* [TASK INSTRUCTIONS]
Restate the entries below word for word, omitting nothing.

* [TASK MATERIAL]
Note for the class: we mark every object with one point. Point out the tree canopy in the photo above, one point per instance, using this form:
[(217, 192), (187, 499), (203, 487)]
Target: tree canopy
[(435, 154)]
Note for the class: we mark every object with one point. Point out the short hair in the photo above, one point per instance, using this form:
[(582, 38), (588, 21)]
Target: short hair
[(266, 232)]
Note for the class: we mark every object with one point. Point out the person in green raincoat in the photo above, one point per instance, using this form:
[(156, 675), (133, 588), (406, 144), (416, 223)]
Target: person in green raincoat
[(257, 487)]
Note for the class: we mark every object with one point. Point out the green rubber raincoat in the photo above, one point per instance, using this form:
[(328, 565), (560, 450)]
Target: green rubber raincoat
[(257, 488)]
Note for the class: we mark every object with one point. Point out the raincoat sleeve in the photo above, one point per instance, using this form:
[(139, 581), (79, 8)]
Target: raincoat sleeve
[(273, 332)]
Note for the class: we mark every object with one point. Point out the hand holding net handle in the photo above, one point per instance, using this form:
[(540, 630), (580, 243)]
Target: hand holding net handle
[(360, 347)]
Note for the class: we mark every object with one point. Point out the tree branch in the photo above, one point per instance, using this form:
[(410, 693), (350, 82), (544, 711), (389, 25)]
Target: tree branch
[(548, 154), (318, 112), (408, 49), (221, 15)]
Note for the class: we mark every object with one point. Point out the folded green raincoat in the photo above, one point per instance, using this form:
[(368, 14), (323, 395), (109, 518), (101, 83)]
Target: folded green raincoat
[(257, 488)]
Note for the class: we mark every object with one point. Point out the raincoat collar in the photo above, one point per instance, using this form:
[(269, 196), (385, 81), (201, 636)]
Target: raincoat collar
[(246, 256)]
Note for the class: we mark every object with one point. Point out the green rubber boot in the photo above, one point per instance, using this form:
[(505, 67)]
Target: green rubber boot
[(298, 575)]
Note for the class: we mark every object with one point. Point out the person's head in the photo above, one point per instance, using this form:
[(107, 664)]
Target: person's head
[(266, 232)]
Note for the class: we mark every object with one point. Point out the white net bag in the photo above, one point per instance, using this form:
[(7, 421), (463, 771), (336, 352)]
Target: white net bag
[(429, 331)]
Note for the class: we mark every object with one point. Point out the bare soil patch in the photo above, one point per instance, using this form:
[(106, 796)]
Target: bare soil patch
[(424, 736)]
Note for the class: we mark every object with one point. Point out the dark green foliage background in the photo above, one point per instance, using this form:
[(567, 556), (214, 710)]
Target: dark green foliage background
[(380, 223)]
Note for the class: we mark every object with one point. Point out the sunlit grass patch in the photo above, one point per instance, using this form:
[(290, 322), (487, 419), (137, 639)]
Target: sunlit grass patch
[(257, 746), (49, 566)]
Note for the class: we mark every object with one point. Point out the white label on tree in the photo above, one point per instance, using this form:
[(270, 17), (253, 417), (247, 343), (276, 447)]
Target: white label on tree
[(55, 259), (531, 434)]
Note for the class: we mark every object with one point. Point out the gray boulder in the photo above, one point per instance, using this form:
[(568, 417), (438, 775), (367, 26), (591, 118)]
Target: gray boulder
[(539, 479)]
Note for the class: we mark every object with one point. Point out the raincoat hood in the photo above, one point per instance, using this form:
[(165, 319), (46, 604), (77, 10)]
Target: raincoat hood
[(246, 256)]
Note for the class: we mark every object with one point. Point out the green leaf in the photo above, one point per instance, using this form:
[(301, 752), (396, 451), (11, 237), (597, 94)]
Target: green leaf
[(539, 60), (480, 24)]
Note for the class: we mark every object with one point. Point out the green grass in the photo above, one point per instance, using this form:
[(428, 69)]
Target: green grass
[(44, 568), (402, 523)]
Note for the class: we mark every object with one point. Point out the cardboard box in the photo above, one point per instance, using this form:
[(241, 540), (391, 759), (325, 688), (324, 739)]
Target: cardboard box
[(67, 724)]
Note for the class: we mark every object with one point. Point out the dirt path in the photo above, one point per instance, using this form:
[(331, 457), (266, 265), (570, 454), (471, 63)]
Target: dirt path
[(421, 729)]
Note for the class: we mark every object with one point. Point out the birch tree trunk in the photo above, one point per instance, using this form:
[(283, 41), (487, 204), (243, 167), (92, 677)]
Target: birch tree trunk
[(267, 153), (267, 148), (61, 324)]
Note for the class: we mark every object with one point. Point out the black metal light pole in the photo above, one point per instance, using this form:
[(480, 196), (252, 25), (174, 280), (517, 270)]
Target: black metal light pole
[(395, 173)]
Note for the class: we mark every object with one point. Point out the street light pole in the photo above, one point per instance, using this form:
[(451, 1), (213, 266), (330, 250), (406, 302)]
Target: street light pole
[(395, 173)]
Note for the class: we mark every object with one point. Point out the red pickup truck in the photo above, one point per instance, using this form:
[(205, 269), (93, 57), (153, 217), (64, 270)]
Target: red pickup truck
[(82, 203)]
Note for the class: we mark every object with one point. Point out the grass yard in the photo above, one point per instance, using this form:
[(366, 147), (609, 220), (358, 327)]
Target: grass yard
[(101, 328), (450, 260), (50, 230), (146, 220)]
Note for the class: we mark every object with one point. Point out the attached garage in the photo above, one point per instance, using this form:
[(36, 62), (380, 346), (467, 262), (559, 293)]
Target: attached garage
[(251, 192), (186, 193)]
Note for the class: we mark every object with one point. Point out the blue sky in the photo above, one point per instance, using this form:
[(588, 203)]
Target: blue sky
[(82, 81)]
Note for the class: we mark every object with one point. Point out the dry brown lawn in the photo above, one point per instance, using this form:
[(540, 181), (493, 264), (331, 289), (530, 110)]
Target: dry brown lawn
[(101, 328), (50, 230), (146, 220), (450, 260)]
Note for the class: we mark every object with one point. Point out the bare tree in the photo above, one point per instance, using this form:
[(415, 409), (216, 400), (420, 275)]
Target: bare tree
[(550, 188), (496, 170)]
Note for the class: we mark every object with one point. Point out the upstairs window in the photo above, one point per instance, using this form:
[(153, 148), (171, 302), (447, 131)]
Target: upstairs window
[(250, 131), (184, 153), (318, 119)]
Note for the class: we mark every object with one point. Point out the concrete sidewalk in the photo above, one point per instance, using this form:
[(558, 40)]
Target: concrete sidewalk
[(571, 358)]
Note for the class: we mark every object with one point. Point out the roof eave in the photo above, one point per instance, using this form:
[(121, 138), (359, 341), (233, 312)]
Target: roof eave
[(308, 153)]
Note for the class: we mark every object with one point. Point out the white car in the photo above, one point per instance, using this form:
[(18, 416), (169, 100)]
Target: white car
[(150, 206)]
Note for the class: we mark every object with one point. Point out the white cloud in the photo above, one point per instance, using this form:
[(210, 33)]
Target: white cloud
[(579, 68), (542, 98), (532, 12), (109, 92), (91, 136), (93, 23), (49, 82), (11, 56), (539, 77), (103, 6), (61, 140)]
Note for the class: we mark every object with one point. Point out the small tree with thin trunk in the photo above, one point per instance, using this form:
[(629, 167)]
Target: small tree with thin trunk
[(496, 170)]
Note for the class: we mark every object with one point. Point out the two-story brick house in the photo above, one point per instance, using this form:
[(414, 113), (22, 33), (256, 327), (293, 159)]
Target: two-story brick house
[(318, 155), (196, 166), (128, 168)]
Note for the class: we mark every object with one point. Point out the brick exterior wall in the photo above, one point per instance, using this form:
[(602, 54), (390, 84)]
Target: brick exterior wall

* [WRITTEN RESPONSE]
Note for the class: we mark every object with one point. Point out the tree canopy in the photo above, one point per instance, using this form:
[(217, 192), (187, 499), (203, 487)]
Target: tree canopy
[(435, 154)]
Note for the class: we mark every object with one point. Point out the short hair in the photo above, one point per instance, using this form:
[(582, 38), (588, 21)]
Target: short hair
[(266, 232)]
Note for the class: we mark every object with one point. Point out the person in green raincoat in the photo above, one point per instance, using this form:
[(156, 675), (133, 588), (406, 144), (416, 223)]
Target: person in green raincoat
[(257, 487)]
Note for the class: we mark every object with one point. Point out the green rubber raincoat in the photo above, one point per instance, using this form:
[(328, 565), (560, 450)]
Target: green rubber raincoat
[(257, 488)]
Note for the class: we mark every object with one point. Point out the raincoat sleeve in the photo above, one point per instance, using this form:
[(139, 581), (79, 8)]
Target: raincoat sleeve
[(273, 332)]
Note for the class: we mark every object with one point. Point out the hand holding net handle in the photo above, one point per instance, using this form:
[(540, 630), (580, 243)]
Target: hand holding net handle
[(360, 347)]
Note for the class: we mark every object with one point. Point out the tree branch in the photo above, one point per instance, using this form:
[(410, 693), (350, 82), (544, 711), (389, 25)]
Target: tree branch
[(548, 154), (318, 112), (408, 49), (221, 15)]
Note for the class: we mark every object with one point. Point out the folded green raincoat in the photo above, one point per instance, using this form:
[(368, 14), (323, 395), (109, 518), (101, 83)]
Target: folded green raincoat
[(257, 488)]
Note for the class: we mark every object with one point. Point out the raincoat collar in the photo above, one point per instance, using this form:
[(269, 196), (385, 81), (201, 636)]
Target: raincoat collar
[(246, 256)]
Note for the class: we mark every object with one point. Point out the green rubber boot in the photo above, one point per instance, using this form:
[(505, 67)]
Target: green rubber boot
[(298, 575)]
Note for the class: we mark every object with one point. Point out the person's head in the photo above, one point per instance, using this form:
[(107, 664)]
Target: person's head
[(266, 232)]
Note for the class: we mark every object with one point. Point out the white net bag in the photo above, one point per instance, using this form:
[(7, 421), (463, 771), (336, 352)]
Target: white net bag
[(429, 331)]
Note for the class: we mark every object with one point. Point out the bare soil patch in the photo above, one point per instance, using this form:
[(106, 796)]
Target: bare soil patch
[(424, 736)]
Note for the class: we mark every object with one point. Point out the dark green foliage background in the photo above, one point per instance, using this form:
[(567, 556), (214, 710)]
Target: dark green foliage background
[(380, 223)]
Note for the class: we mark every object with one point. Point out the sunlit grass patch in the photo above, one point per instance, using this form:
[(290, 322), (487, 419), (137, 639)]
Target: sunlit grass patch
[(257, 746), (49, 566)]
Note for the class: we mark every object with one point. Point out the white label on tree in the photo above, one point per instance, using this form:
[(270, 17), (253, 417), (247, 343), (276, 447)]
Target: white label on tree
[(55, 259), (531, 434)]
Note for the class: we mark every object with one point. Point out the gray boulder in the photo above, one point per instance, using this form:
[(568, 417), (438, 775), (367, 26), (591, 118)]
Target: gray boulder
[(539, 479)]
Note for the class: we mark every object with one point. Point out the raincoat hood in the photo above, one point per instance, using this form:
[(165, 319), (46, 604), (77, 10)]
Target: raincoat hood
[(246, 256)]
Note for the class: we mark every object with one point. Point out the green leaf in the photo above, one point per instance, using this form:
[(301, 752), (396, 451), (11, 237), (597, 94)]
Target: green leaf
[(539, 60), (480, 24)]
Note for the class: we mark every object with one point. Point out the green grass in the photo above, one point per instance, using this form:
[(428, 69)]
Target: green grass
[(44, 568), (402, 523)]
Note for the class: we mark every object with one point. Point out the cardboard box in the photo above, one point per instance, using this form:
[(241, 540), (391, 759), (325, 688), (324, 739)]
Target: cardboard box
[(67, 724)]
Note for the class: we mark every object with one point. Point out the dirt path in the photo above, one point per instance, using this form:
[(331, 457), (266, 265), (570, 454), (471, 63)]
Target: dirt path
[(421, 729)]
Note for the class: we mark every object with one point. Point out the birch tree trunk in the photo above, one point per instance, using this form:
[(283, 41), (487, 204), (243, 167), (92, 677)]
Target: birch tree trunk
[(267, 153), (267, 148), (61, 324)]
Note for the class: we mark every object with one point. Point out the black metal light pole in the photo above, one point per instance, using this form:
[(480, 196), (252, 25), (174, 280), (517, 270)]
Target: black metal light pole
[(395, 173)]
Note for the class: we mark every object with one point. Point out the street light pole in the photo above, one point per instance, using this form:
[(451, 1), (213, 266), (330, 250), (406, 302)]
Target: street light pole
[(395, 173)]
Note for the class: we mark every object with one point. Point out the red pickup truck in the photo above, one point per instance, using this form:
[(205, 269), (93, 57), (153, 217), (64, 270)]
Target: red pickup truck
[(82, 203)]
Note for the class: we mark every object with one point. Point out the grass yard in the photo above, one point per instance, using this form:
[(366, 147), (609, 220), (358, 327)]
Target: grass yard
[(101, 328), (450, 260), (50, 230), (146, 220)]
Note for the class: we mark every object with one point. Point out the attached garage in the photo above, one point per instance, using this form:
[(36, 62), (380, 346), (467, 262), (559, 293)]
Target: attached garage
[(251, 192), (186, 193)]
Note for the class: we mark every object with one point. Point out the blue sky in the photo above, one point per instance, using this form:
[(588, 203)]
Target: blue sky
[(82, 81)]
Note for the class: we mark every object with one point. Point out the dry brown lawn in the photo above, one point per instance, using this form:
[(540, 181), (493, 264), (331, 289), (530, 110)]
Target: dry brown lawn
[(101, 328), (50, 230), (146, 220), (450, 260)]
Note for the class: we mark every object with one point. Point out the bare tree in the photo above, one point per instance, using this form:
[(415, 409), (216, 400), (420, 275)]
Target: bare tree
[(550, 188), (496, 170)]
Note for the class: we mark every object with one point. Point out the upstairs window in the photo above, one point per instance, using this form:
[(153, 148), (171, 302), (447, 131)]
Target: upstairs window
[(250, 131), (184, 153), (318, 119)]
Note for the class: we mark every object with one point. Point out the concrete sidewalk in the photo above, one point per instance, using this form:
[(558, 40)]
Target: concrete sidewalk
[(571, 358)]
Note for the class: we mark every object with one point. Point out the roof eave in the photo above, one point per instance, using this form:
[(121, 138), (359, 341), (233, 312)]
Target: roof eave
[(308, 153)]
Note for the class: we mark every object with one point. Point out the white car in the photo above, one point per instance, using this form:
[(18, 416), (169, 100)]
Target: white car
[(150, 206)]
Note for the class: we mark every object with one point. Point out the white cloud in the photo above, one point per instance, using this form:
[(210, 33)]
Target: white cloud
[(579, 68), (542, 98), (532, 12), (109, 92), (91, 136), (93, 23), (49, 82), (11, 56), (539, 77), (103, 6), (61, 140)]
Note for the class: we mark every object with one point. Point out the small tree with thin trunk in the photo above, one point per instance, using this form:
[(629, 167)]
Target: small tree with thin trunk
[(496, 170)]
Note for the class: we mark every object with one point. Point out the two-story brick house in the photo above, one point per instance, using this form:
[(414, 113), (22, 33), (256, 327), (293, 159)]
Target: two-story brick house
[(318, 155), (196, 166), (128, 168)]
Note for the class: we mark every object with one point. Point out the brick exterior wall in the photo above, one point per instance, using this form:
[(602, 54), (390, 84)]
Target: brick exterior wall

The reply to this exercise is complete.